Excerpted passage:
The Low Down On Low Fat
Awareness of the types and amounts of fat in foods can lead to healthy choices
It seems like a no-brainer. You love strawberry yogurt, your favorite brand is stocked at the store, and there are two kinds—regular and low fat—for the same price. You want the food you love, but you also want to consider your health. So
the clear choice is low fat, right?
The honest answer is, unfortunately, not a definitive “yes” or “no,” but “it depends.”
“Diets that include excessive low-fat and fat-free products may be too limiting for certain types of heart-healthy fats,” explains Heather Atkinson, a registered dietitian with St. Joseph’s/Candler. “People on these diets could be missing out on good sources of monounsaturated fats, polyunsaturated fats and Omega-3 fatty acids. Also, fat-free products are also often not nutrient-dense foods.”
What is not always clear on the front of the packaging is the type of ingredients that manufacturers use to replace the fat in order to keep their product palatable.
What’s In There?
“Some low-fat and fat-free items contain more total carbohydrates and sodium than regular foods,” Atkinson says. “Often the low-fat choices at restaurant and prepared meals at grocery stores are so loaded with sodium that it’s
possible to exceed one’s daily sodium requirements in one serving of those items.”

Actions to take:
1 – In the article on low-fat foods, what do some low-fat and fat-free items contain more of than regular foods?
2 – Continue the article on low-fat foods from its last sentence.

Provided data:
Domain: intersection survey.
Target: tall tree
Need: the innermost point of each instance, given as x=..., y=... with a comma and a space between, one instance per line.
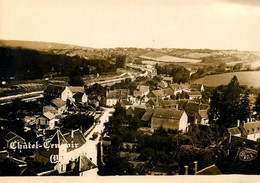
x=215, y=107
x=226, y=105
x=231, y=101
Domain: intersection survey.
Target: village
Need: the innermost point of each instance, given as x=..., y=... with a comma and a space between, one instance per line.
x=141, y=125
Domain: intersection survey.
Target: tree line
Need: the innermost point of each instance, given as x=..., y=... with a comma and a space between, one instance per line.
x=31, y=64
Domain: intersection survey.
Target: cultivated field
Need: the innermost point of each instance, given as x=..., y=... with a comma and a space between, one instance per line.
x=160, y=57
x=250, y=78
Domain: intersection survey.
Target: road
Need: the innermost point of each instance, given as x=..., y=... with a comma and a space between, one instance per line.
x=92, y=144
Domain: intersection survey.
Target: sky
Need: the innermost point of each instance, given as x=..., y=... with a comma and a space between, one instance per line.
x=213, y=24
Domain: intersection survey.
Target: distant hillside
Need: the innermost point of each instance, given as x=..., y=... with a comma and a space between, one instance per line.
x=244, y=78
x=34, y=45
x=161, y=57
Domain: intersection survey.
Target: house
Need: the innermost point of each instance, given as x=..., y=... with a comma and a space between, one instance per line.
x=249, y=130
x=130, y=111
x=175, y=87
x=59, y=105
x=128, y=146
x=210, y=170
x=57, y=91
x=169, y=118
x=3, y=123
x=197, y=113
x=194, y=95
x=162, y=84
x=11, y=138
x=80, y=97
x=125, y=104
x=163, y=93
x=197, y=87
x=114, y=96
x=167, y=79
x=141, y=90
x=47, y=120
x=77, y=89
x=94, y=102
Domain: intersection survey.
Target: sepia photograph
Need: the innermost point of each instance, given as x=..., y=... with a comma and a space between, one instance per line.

Exercise answers:
1 – More total carbohydrates and sodium.

2 –
Atkinson encourages patients to read the labels of not just their favorite strawberry yogurt but also any frozen dinners or other processed foods, especially those that boast being low fat or fat free.
“Look at total amount of sodium or carbohydrates per serving and pay attention to the serving size on labels,” Atkinson says. “If you already have risk factors for heart disease or high blood pressure, it is recommended that you keep your sodium intake to 1,500 milligrams or less per day.”
People should take that same awareness into their favorite restaurants as well.
“Pay attention to portion sizes and add more nutrient-dense, lower-calorie side items, such as broccoli, to your meal,” says Atkinson. “It’s even possible to research the nutrition content of menu items at certain restaurants online before you go.”
The popularity of low-fat diets is partially attributable to the public’s perception that all fat is bad. However, our bodies need fats for proper cell function. It is the type and the amount of fats consumed that affects a person’s weight
and heart health.
“The composition of an overall healthy food plan is important,” Atkinson says. “High-fat foods are high in calories, so an excessive intake of those can interfere in weight management and contribute to obesity, which in turn increases one’s risk for chronic diseases such as cardiovascular disease and diabetes."
Excess saturated fats and trans fats in particular have been associated with an increased risk for cardiovascular disease. The labels on grocery store products include the amount of these fats, so be sure to look for that information.
“The American Heart Association recommends limiting the amount of saturated fats you eat to less than 7 percent of your total daily calories and limiting the amount of trans fat to less than 1 percent,” Atkinson says. “They recommend eating between 25 and 35 percent of your total daily calories as fats from foods like fish, nuts and vegetable oils. The majority of fats you eat should be monounsaturated or polyunsaturated.”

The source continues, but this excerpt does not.